— START Material —

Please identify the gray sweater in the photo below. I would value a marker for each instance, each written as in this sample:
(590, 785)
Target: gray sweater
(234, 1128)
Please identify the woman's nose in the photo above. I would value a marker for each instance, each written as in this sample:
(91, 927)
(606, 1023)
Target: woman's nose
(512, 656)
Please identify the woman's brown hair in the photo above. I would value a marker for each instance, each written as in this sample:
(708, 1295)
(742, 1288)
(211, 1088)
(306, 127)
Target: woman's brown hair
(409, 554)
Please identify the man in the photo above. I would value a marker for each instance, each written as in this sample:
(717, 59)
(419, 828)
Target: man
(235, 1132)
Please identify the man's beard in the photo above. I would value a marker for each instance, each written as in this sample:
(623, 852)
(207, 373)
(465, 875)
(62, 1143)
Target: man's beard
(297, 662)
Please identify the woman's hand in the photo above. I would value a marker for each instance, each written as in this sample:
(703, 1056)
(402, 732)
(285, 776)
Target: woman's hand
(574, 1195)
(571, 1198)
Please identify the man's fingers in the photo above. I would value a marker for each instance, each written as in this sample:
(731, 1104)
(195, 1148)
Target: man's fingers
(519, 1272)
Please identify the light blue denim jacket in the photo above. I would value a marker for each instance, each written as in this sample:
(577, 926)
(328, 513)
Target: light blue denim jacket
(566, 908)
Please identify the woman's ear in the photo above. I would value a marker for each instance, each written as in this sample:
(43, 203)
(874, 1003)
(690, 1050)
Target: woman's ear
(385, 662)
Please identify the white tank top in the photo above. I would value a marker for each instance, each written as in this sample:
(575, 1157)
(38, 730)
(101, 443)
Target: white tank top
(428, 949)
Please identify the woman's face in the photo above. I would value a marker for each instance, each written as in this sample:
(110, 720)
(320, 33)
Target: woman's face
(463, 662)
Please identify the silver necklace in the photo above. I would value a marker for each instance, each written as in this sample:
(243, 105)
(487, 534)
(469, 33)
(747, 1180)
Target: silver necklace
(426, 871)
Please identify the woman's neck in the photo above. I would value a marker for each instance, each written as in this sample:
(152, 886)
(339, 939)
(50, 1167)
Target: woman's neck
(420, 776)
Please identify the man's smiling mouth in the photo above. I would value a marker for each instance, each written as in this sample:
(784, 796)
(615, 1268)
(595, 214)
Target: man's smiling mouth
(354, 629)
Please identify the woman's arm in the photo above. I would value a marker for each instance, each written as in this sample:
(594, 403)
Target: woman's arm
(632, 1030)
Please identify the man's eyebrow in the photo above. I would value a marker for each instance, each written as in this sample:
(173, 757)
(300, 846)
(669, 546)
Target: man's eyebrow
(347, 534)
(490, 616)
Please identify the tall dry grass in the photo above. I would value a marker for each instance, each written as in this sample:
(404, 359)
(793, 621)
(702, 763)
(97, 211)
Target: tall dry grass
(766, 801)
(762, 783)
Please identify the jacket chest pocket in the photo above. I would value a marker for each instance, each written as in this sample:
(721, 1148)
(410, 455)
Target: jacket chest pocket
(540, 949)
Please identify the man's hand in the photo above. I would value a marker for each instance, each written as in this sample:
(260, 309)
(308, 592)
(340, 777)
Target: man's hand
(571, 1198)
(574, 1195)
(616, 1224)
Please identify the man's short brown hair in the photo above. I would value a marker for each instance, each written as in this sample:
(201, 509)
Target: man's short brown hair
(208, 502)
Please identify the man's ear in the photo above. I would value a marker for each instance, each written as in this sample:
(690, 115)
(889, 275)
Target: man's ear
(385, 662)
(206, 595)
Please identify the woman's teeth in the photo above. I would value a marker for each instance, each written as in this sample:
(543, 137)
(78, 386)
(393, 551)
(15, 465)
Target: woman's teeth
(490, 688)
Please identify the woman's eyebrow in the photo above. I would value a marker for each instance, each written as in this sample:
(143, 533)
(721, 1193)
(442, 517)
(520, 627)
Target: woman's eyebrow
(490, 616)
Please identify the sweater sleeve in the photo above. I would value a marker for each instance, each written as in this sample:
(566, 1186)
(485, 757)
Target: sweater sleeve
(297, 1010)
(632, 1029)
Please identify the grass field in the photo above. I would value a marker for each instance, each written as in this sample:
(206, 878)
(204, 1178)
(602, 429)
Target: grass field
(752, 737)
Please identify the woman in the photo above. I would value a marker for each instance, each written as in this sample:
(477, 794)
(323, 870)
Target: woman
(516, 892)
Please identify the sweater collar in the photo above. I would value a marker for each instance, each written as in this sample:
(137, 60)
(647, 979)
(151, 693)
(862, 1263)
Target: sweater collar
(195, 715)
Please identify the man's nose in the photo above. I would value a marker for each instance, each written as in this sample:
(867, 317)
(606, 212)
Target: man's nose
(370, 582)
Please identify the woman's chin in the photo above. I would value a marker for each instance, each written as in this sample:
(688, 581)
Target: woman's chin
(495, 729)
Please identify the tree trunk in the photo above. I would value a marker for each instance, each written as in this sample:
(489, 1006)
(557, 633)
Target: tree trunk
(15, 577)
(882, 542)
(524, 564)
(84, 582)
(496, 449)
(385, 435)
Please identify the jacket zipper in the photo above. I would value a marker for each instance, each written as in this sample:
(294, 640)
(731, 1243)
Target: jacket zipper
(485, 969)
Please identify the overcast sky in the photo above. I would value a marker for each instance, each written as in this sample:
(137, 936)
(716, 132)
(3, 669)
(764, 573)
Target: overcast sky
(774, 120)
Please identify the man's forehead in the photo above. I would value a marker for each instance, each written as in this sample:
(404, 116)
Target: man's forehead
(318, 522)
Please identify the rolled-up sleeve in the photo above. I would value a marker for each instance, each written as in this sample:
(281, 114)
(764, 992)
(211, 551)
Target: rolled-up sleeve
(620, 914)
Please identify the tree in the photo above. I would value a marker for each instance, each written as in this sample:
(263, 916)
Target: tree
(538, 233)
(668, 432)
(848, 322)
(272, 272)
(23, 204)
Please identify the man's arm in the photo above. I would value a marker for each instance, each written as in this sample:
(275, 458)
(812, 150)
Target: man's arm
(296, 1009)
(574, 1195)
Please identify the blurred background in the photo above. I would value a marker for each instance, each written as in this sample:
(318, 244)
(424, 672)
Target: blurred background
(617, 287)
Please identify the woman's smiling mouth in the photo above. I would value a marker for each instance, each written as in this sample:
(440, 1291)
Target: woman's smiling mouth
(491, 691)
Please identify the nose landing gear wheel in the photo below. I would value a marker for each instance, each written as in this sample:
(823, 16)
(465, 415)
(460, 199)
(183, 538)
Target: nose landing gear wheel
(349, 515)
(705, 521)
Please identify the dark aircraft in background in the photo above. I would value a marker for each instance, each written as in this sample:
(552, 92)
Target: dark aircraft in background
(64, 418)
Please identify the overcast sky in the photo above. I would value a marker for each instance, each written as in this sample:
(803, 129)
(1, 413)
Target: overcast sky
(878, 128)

— END Material —

#### Short problem:
Extract all lines as given.

#### Result of this task:
Please identify the gray sweater in the photo below. I would value a marker for each instance, each written as in this sample:
(590, 785)
Target: gray sweater
(234, 1128)
Please identify the woman's nose in the photo above. I would value a marker for each instance, each written as in this sample:
(91, 927)
(606, 1023)
Target: woman's nose
(512, 656)
Please identify the woman's brown hair in the photo above. I would value a marker for each instance, each written as in this sample:
(708, 1295)
(742, 1288)
(211, 1088)
(306, 127)
Target: woman's brown hair
(409, 554)
Please identify the man in the photo above. I would value a marker for each instance, each written as in this sample:
(717, 59)
(419, 828)
Target: man
(235, 1132)
Please identify the man's beard in the photo above. I would value a marker for each instance, each written as in this sample:
(623, 852)
(207, 373)
(465, 875)
(62, 1143)
Target: man's beard
(297, 662)
Please identify the woman's hand in the photo above. I would value a marker for each instance, each written as in this sample:
(703, 1056)
(402, 732)
(285, 776)
Target: woman's hand
(574, 1195)
(571, 1198)
Please identify the man's fingers in the photo above. I would value a marker for each instance, each written as in this sample:
(731, 1104)
(195, 1148)
Target: man's fingers
(519, 1272)
Please identify the light blue denim jacket in the photo above. I would value a marker for each instance, each written as in this sample:
(577, 926)
(328, 513)
Target: light blue denim jacket
(566, 908)
Please identify the woman's ear in the photo above. I would value a marker for each instance, each written as in this sample:
(43, 203)
(874, 1003)
(690, 1050)
Target: woman's ear
(385, 662)
Please identify the white tank top in the photo above. I would value a marker for each instance, each written as in this sample:
(575, 1157)
(38, 730)
(101, 443)
Target: white tank top
(428, 949)
Please identify the woman's face in the photo above. I would value a marker for each instance, each written as in this sample:
(110, 720)
(320, 33)
Target: woman's face
(463, 662)
Please identify the silver necklace in the photo above. I would value a marker for each instance, each written as in this sample:
(243, 105)
(487, 534)
(469, 33)
(747, 1180)
Target: silver necklace
(426, 871)
Please identify the woman's neck in the photo above. I would value a marker for each instance, each written as in this sample:
(152, 886)
(339, 939)
(50, 1167)
Target: woman's neck
(420, 776)
Please identify the man's smiling mouth in the photo above. I would value a marker for each instance, each written as in this sample:
(784, 796)
(615, 1268)
(595, 214)
Target: man's smiling mouth
(354, 629)
Please identify the woman's arm in the photo above. I would value a marker for each instance, each written as in this sample:
(594, 403)
Target: woman's arm
(632, 1030)
Please identify the man's eyebrow in the photo above. I would value a marker for each instance, each written as in this sample:
(173, 757)
(300, 846)
(669, 546)
Target: man's eyebrow
(347, 534)
(490, 616)
Please identify the tall dry grass in the photo above. I would value a marker for each instance, each written as in this sample:
(404, 359)
(793, 621)
(702, 763)
(97, 211)
Target: tall dry grass
(766, 801)
(762, 783)
Please identify the jacket chest pocket in the photo above. I would value a marker for each instance, each written as in this sample:
(721, 1148)
(410, 455)
Target: jacket chest pocket
(540, 949)
Please identify the man's hand in the photo above. I would value a marker for each instance, each written as in this sample:
(260, 309)
(308, 592)
(340, 777)
Target: man's hand
(571, 1198)
(574, 1195)
(616, 1224)
Please identify the man's short brown hair in the photo above. I would value a marker for each instance, each written as in this sample:
(201, 509)
Target: man's short brown hair
(208, 502)
Please identify the man's ear in the photo above. I would value a marker for each instance, each written as in this sample:
(690, 115)
(889, 275)
Target: man's ear
(385, 662)
(206, 595)
Please identify the woman's teeth in the photo above. I would value a marker for each instance, each written as in this sample:
(543, 137)
(78, 386)
(393, 551)
(15, 465)
Target: woman's teeth
(490, 688)
Please identify the woman's eyebrow in the photo above. I would value a marker for each instance, each written as in this sample:
(143, 533)
(721, 1193)
(442, 517)
(520, 627)
Target: woman's eyebrow
(490, 616)
Please identify the sweater sleeve in the photo above. I would value a marker for each instance, each written as in this sample:
(566, 1186)
(485, 757)
Target: sweater sleeve
(297, 1010)
(632, 1029)
Please identify the grass field in the photo above. I would value a marker for each instance, each written as in this sample:
(206, 878)
(204, 1178)
(602, 429)
Target: grass field
(752, 737)
Please identify the woman in the photo above. I would value a marker for each instance, each written as in this sample:
(477, 794)
(323, 870)
Target: woman
(516, 892)
Please identify the sweater collar in the photo above. I would value a marker for each instance, each written as in this sample:
(137, 60)
(647, 979)
(151, 693)
(862, 1263)
Target: sweater collar
(195, 715)
Please identify the man's nose in the photo above. I would value a marker for each instance, each written as in this sample:
(867, 317)
(606, 212)
Target: man's nose
(370, 582)
Please identify the woman's chin in the photo above. I would value a marker for each instance, each written as in this sample:
(688, 581)
Target: woman's chin
(495, 729)
Please identify the tree trunk in the photo above. I would value a marker for each instance, each written as in this sample:
(489, 1006)
(557, 633)
Target: tree trunk
(15, 577)
(882, 542)
(524, 564)
(84, 582)
(496, 449)
(385, 435)
Please identify the jacket zipper in the photo above. I would value a marker for each instance, each written as in this sample:
(294, 640)
(731, 1243)
Target: jacket zipper
(485, 969)
Please identify the overcast sky in the photo above. I would value a marker for each instance, each written as in this sample:
(137, 936)
(716, 132)
(3, 669)
(764, 573)
Target: overcast sky
(774, 120)
Please identify the man's forehead in the photo above. I would value a marker for each instance, each written as in this sample:
(404, 116)
Target: man's forehead
(318, 522)
Please identify the rolled-up sleeve in the photo above. I would value a marker for each instance, each written as in this sample:
(281, 114)
(764, 992)
(211, 551)
Target: rolled-up sleeve
(620, 914)
Please identify the tree in the photo above. I would value a marker for each instance, each written as in this sample:
(263, 916)
Target: tree
(538, 233)
(668, 432)
(848, 322)
(272, 272)
(23, 204)
Please identify the man's arm in the photo above. I would value a marker for each instance, each written as in this sample:
(275, 458)
(812, 150)
Target: man's arm
(296, 1009)
(574, 1195)
Please identify the blurred background in the photo above. I would value a marker for each instance, each written as in this sample:
(318, 244)
(424, 672)
Target: blurred background
(617, 287)
Please identify the woman's smiling mouth in the photo above. I would value a marker for each instance, each written as in this sample:
(440, 1291)
Target: woman's smiling mouth
(491, 691)
Please identify the nose landing gear wheel in the photo below. I would value a marker for each instance, each written as in this sample:
(823, 16)
(465, 415)
(460, 199)
(183, 538)
Target: nose landing gear wheel
(349, 515)
(705, 521)
Please identify the dark aircraft in background in the photo above. I would value a marker for each instance, each written as in this sample:
(552, 92)
Target: dark aircraft in background
(64, 418)
Please identify the overcast sky in the photo above. I would value a marker for each instance, each written as in this sample:
(803, 129)
(1, 413)
Target: overcast sky
(878, 128)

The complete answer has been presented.